## START Data listing

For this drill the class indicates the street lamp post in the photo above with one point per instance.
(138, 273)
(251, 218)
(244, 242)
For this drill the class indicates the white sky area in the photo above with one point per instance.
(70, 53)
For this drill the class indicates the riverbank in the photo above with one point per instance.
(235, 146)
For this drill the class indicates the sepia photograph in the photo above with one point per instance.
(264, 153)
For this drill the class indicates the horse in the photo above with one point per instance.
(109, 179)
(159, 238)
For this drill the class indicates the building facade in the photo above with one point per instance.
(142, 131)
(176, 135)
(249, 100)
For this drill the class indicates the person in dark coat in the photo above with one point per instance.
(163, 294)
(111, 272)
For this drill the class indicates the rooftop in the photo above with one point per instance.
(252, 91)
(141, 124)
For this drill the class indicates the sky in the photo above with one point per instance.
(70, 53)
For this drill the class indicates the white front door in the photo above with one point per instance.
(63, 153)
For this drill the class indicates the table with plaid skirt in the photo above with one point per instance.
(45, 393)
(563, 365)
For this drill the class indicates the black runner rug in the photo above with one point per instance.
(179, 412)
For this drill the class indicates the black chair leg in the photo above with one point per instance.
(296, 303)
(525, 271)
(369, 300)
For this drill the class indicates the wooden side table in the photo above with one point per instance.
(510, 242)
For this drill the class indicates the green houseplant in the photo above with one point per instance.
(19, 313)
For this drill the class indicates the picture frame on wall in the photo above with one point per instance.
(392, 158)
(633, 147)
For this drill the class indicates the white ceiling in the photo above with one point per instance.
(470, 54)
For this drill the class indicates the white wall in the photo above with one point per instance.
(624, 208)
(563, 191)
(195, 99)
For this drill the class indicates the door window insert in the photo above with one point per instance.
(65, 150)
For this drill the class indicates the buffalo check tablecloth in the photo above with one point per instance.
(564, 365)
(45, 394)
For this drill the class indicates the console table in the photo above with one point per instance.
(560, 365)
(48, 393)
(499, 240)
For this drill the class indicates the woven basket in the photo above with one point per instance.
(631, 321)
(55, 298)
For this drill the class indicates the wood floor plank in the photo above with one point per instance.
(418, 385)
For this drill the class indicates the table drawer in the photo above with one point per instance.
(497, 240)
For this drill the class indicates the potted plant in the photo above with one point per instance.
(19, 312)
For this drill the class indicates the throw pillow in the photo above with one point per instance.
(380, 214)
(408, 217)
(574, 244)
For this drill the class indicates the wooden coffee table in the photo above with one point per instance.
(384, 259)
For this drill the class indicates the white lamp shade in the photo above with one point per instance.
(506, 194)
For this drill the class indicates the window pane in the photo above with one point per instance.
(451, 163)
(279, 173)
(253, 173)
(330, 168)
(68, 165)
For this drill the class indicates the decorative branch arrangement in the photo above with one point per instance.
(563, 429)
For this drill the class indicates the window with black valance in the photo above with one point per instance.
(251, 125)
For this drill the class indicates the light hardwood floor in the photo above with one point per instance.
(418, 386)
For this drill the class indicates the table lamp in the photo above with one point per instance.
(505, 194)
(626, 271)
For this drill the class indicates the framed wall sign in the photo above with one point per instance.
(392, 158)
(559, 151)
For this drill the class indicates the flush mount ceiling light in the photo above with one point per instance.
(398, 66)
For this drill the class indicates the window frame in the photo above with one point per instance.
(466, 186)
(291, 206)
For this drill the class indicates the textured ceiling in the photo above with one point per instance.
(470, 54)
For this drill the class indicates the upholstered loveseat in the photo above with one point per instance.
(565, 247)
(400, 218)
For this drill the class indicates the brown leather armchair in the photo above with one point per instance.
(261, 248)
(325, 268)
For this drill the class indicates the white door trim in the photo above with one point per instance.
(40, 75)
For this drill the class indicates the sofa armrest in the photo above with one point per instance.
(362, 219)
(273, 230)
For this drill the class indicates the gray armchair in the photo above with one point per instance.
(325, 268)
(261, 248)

## END Data listing

▶ _Task brief_:
Take the lines above and retype all of them exactly.

▶ _Finished task_:
For this drill the class indicates the street lamp post in the photo above with one point per instance.
(138, 273)
(251, 218)
(244, 242)
For this drill the class indicates the white sky area in the photo above with one point per instance.
(70, 53)
For this drill the class indicates the riverbank in the photo above with one point per instance.
(235, 146)
For this drill the class indicates the sepia photograph in the photo above with one point per instance.
(264, 153)
For this drill the class indicates the horse in the photo above with one point per instance.
(109, 179)
(159, 238)
For this drill the class indicates the building facade in the photo above with one point per instance.
(142, 131)
(176, 135)
(249, 100)
For this drill the class indicates the person in dark coat in the photo above with one point per instance.
(163, 294)
(111, 272)
For this drill the class indicates the rooftop in the photo above with one point per instance.
(252, 91)
(141, 124)
For this drill the class indicates the sky in the photo above with one point per instance.
(70, 53)
For this drill the class indicates the white front door in the photo above with one point per instance.
(63, 153)
For this drill the class indicates the table with plaid skirt in the photo above with one point per instance.
(45, 393)
(563, 365)
For this drill the class indicates the black runner rug in the photo above with one point per instance.
(179, 412)
For this drill the class indicates the black chair leg in the photo above with one point per instance.
(296, 303)
(525, 271)
(369, 300)
For this drill the class indicates the wooden side table in the photo above with one point per instance.
(510, 242)
For this drill the class indicates the green houseplant in the photo above with one point per instance.
(19, 313)
For this drill the class indicates the picture frame on wall in the photo above with one point per instance.
(392, 158)
(633, 147)
For this drill the class indicates the white ceiling in the photo above with one point per instance.
(470, 54)
For this drill the class indicates the white wall in the photo above with one point per instance.
(624, 208)
(563, 191)
(195, 99)
For this drill the class indicates the door window insert in the photo above with one point per instance.
(65, 150)
For this drill the class indicates the buffalo check tablecloth in the photo above with one point per instance.
(564, 365)
(45, 394)
For this drill the class indicates the console table in the photo above with one point per instance.
(560, 365)
(48, 393)
(499, 240)
For this drill the class indicates the woven basket in the photo above with one point per instance.
(631, 321)
(55, 298)
For this drill the class indicates the wood floor plank in the photo above with one point per instance.
(418, 385)
For this drill the class indicates the table drawer in the photo above with one point per instance.
(497, 240)
For this drill the class indicates the potted plant in the photo above with one point per instance.
(19, 312)
For this drill the class indicates the throw pillow in the photo above with one point per instance.
(380, 214)
(408, 217)
(574, 244)
For this drill the class indicates the wooden coffee table in the photo above with one point per instance.
(384, 259)
For this drill the class indicates the white lamp shade in the photo above with one point per instance.
(506, 194)
For this drill the class indicates the window pane in the photo above with one point per instance.
(451, 163)
(279, 173)
(253, 173)
(330, 168)
(68, 165)
For this drill the class indicates the decorative branch arrangement in the photo above with one point per instance.
(563, 429)
For this drill the class indicates the window with black valance in the photo above with one point per instance.
(251, 125)
For this drill the class indicates the light hardwood floor in the photo above with one point per instance.
(418, 386)
For this drill the class indicates the table lamp in the photo above with one point per instance.
(505, 194)
(626, 271)
For this drill the class indicates the framed wall sign in the photo above with one point per instance.
(392, 158)
(559, 151)
For this drill the class indicates the flush mount ceiling light in the photo above with one point per instance.
(398, 66)
For this drill the class indicates the window frame in the photo above with one point per instance.
(466, 186)
(291, 206)
For this drill the class indicates the textured ceiling in the photo above with one point per instance.
(470, 54)
For this drill the class indicates the upholstered loveseat in the photo above with one point per instance.
(565, 247)
(400, 218)
For this drill the class indicates the brown leather armchair in the photo above with one point per instance.
(261, 248)
(325, 268)
For this drill the class indicates the white door trim in the photo above with one point per instance.
(40, 75)
For this drill the class indicates the sofa armrest in the photo above with one point per instance.
(362, 219)
(273, 230)
For this drill the class indicates the gray armchair in the photo above with one point per instance.
(325, 268)
(261, 248)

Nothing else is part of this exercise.